>> Start

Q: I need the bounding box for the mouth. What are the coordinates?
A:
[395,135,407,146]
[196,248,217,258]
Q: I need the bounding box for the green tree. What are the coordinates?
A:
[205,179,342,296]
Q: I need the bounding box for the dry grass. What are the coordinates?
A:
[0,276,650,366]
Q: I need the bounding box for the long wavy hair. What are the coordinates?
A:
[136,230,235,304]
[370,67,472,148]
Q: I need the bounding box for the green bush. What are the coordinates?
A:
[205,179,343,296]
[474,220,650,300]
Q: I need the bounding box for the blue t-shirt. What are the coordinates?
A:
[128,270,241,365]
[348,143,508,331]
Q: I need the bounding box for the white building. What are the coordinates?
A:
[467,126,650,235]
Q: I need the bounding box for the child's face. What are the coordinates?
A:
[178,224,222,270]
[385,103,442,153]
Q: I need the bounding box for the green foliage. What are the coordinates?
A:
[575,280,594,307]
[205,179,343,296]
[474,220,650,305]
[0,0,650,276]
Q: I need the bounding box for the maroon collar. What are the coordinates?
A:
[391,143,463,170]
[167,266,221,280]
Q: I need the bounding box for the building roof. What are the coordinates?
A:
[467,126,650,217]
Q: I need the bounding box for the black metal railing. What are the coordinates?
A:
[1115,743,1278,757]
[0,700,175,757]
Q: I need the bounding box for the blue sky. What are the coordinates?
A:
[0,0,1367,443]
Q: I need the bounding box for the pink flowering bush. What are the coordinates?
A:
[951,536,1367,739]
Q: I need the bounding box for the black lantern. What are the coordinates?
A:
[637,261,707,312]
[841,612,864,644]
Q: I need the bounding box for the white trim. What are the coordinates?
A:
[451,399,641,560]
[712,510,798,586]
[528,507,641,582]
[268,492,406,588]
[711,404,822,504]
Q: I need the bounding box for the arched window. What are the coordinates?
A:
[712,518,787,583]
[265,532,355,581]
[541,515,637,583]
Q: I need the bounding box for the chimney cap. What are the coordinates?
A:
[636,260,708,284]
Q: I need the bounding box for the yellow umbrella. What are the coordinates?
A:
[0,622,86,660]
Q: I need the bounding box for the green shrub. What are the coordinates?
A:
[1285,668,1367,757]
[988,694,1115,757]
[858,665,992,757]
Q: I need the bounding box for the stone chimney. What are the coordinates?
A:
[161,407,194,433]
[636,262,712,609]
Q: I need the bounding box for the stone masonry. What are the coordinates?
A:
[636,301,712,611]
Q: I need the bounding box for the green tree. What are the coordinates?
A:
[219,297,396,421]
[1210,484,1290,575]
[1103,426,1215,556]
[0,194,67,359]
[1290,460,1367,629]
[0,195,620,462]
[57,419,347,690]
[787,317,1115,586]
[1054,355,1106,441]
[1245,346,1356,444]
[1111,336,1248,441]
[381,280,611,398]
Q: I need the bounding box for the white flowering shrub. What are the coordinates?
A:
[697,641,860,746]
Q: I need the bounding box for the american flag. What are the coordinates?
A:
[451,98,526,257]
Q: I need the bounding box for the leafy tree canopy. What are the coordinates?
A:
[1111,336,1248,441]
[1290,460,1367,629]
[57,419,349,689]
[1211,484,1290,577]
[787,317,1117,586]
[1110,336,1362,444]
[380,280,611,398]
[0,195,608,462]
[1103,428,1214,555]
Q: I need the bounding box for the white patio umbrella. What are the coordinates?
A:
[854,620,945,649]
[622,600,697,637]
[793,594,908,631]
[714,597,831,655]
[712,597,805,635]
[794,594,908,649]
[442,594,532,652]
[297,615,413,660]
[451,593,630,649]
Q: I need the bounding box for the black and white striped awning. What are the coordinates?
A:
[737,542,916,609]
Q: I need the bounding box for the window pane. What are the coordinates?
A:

>> End

- _WHAT YOU WILL DO_:
Pick out every line in the records above that contains the string "window", and copy each one.

- _RESULT BELOW_:
Q: I need the bounding box for the arched window. What are the coordinates?
Q: I need the bounding box for the window pane. What are the coordinates?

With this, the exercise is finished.